* Start AVAILABLE DATA *

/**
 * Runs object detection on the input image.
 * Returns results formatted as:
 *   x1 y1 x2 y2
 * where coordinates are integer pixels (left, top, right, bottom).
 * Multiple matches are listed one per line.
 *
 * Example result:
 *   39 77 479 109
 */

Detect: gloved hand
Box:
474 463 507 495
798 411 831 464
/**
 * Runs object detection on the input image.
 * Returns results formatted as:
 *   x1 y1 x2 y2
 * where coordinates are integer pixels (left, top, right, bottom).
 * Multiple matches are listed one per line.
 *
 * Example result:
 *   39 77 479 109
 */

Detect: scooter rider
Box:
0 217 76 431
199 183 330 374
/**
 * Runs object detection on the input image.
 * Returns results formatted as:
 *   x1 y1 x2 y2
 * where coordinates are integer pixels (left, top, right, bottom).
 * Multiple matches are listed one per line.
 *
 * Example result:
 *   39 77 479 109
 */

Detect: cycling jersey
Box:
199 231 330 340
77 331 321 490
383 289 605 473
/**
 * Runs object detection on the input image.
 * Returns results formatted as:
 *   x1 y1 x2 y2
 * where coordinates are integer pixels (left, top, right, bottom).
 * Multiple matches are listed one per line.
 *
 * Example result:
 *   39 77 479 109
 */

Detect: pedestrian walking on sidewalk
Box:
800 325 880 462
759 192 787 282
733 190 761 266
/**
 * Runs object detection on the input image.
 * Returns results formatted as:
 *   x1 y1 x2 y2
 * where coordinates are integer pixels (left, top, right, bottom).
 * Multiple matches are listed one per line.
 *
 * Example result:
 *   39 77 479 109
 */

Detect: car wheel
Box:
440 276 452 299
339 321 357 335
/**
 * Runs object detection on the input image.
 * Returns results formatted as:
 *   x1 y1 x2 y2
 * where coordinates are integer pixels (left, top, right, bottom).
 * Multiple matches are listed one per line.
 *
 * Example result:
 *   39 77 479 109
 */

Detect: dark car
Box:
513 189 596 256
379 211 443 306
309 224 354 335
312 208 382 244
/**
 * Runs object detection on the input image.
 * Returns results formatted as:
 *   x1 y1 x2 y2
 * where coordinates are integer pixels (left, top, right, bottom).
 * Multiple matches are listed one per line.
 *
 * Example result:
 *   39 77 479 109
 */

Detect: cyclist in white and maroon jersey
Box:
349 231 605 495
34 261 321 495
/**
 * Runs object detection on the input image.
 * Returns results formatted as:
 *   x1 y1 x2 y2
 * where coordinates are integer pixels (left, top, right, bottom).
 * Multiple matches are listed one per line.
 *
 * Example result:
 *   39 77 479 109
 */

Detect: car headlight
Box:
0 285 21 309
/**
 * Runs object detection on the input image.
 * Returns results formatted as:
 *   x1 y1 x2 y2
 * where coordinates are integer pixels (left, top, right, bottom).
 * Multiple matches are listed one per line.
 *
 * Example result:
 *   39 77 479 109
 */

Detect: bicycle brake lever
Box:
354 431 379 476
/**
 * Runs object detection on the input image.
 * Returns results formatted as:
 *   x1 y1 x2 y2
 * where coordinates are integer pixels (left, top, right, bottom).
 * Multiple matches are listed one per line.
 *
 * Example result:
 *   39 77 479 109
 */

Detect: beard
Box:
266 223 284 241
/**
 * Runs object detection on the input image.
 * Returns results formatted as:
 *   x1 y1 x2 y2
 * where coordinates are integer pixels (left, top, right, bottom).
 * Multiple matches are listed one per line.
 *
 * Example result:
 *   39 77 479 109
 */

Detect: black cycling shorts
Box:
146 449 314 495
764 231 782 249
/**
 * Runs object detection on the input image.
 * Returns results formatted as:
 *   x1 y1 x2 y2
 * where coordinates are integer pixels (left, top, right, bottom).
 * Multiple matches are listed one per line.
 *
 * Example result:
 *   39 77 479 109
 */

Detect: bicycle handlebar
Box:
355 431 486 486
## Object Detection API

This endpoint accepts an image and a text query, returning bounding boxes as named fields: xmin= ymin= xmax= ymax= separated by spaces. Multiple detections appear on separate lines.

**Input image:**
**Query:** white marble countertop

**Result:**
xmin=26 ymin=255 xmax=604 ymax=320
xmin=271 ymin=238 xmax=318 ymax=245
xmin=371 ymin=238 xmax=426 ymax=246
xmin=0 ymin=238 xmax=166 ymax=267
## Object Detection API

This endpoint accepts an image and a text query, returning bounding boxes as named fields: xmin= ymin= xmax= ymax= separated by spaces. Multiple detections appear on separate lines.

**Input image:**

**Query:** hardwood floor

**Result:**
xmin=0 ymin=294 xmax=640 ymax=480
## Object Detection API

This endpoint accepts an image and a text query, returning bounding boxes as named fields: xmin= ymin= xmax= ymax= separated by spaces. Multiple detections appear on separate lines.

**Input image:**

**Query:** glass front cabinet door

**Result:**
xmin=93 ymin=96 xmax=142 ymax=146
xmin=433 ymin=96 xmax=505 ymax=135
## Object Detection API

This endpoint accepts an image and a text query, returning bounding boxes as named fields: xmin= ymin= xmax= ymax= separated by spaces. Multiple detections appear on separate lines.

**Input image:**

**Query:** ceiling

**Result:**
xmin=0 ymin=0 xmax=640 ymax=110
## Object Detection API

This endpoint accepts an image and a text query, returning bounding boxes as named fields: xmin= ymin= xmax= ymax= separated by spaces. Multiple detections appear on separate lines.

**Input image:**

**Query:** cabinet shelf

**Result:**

* End AVAILABLE DATA *

• [GIVEN INSTRUCTION] Convert everything from the start of the items through the line containing "312 208 382 244" into a Markdown table with columns Row and Text, one numbered row per line, leaving out blank lines.

• [ANSWER BELOW]
| Row | Text |
|---|---|
| 1 | /** |
| 2 |  * Runs object detection on the input image. |
| 3 |  * Returns results formatted as: |
| 4 |  *   x1 y1 x2 y2 |
| 5 |  * where coordinates are integer pixels (left, top, right, bottom). |
| 6 |  * Multiple matches are listed one per line. |
| 7 |  * |
| 8 |  * Example result: |
| 9 |  *   39 77 479 109 |
| 10 |  */ |
| 11 | Detect: gloved hand |
| 12 | Box: |
| 13 | 474 463 507 495 |
| 14 | 798 411 831 464 |
| 15 | /** |
| 16 |  * Runs object detection on the input image. |
| 17 |  * Returns results formatted as: |
| 18 |  *   x1 y1 x2 y2 |
| 19 |  * where coordinates are integer pixels (left, top, right, bottom). |
| 20 |  * Multiple matches are listed one per line. |
| 21 |  * |
| 22 |  * Example result: |
| 23 |  *   39 77 479 109 |
| 24 |  */ |
| 25 | Detect: scooter rider |
| 26 | Box: |
| 27 | 0 217 76 431 |
| 28 | 199 183 330 374 |
| 29 | /** |
| 30 |  * Runs object detection on the input image. |
| 31 |  * Returns results formatted as: |
| 32 |  *   x1 y1 x2 y2 |
| 33 |  * where coordinates are integer pixels (left, top, right, bottom). |
| 34 |  * Multiple matches are listed one per line. |
| 35 |  * |
| 36 |  * Example result: |
| 37 |  *   39 77 479 109 |
| 38 |  */ |
| 39 | Detect: cycling jersey |
| 40 | Box: |
| 41 | 199 231 330 340 |
| 42 | 77 331 321 490 |
| 43 | 383 289 605 473 |
| 44 | /** |
| 45 |  * Runs object detection on the input image. |
| 46 |  * Returns results formatted as: |
| 47 |  *   x1 y1 x2 y2 |
| 48 |  * where coordinates are integer pixels (left, top, right, bottom). |
| 49 |  * Multiple matches are listed one per line. |
| 50 |  * |
| 51 |  * Example result: |
| 52 |  *   39 77 479 109 |
| 53 |  */ |
| 54 | Detect: pedestrian walking on sidewalk |
| 55 | Box: |
| 56 | 800 325 880 462 |
| 57 | 759 192 787 282 |
| 58 | 733 190 761 266 |
| 59 | /** |
| 60 |  * Runs object detection on the input image. |
| 61 |  * Returns results formatted as: |
| 62 |  *   x1 y1 x2 y2 |
| 63 |  * where coordinates are integer pixels (left, top, right, bottom). |
| 64 |  * Multiple matches are listed one per line. |
| 65 |  * |
| 66 |  * Example result: |
| 67 |  *   39 77 479 109 |
| 68 |  */ |
| 69 | Detect: car wheel |
| 70 | Box: |
| 71 | 440 276 452 299 |
| 72 | 339 321 357 335 |
| 73 | /** |
| 74 |  * Runs object detection on the input image. |
| 75 |  * Returns results formatted as: |
| 76 |  *   x1 y1 x2 y2 |
| 77 |  * where coordinates are integer pixels (left, top, right, bottom). |
| 78 |  * Multiple matches are listed one per line. |
| 79 |  * |
| 80 |  * Example result: |
| 81 |  *   39 77 479 109 |
| 82 |  */ |
| 83 | Detect: dark car |
| 84 | Box: |
| 85 | 513 189 596 256 |
| 86 | 379 211 443 306 |
| 87 | 309 224 354 335 |
| 88 | 312 208 382 244 |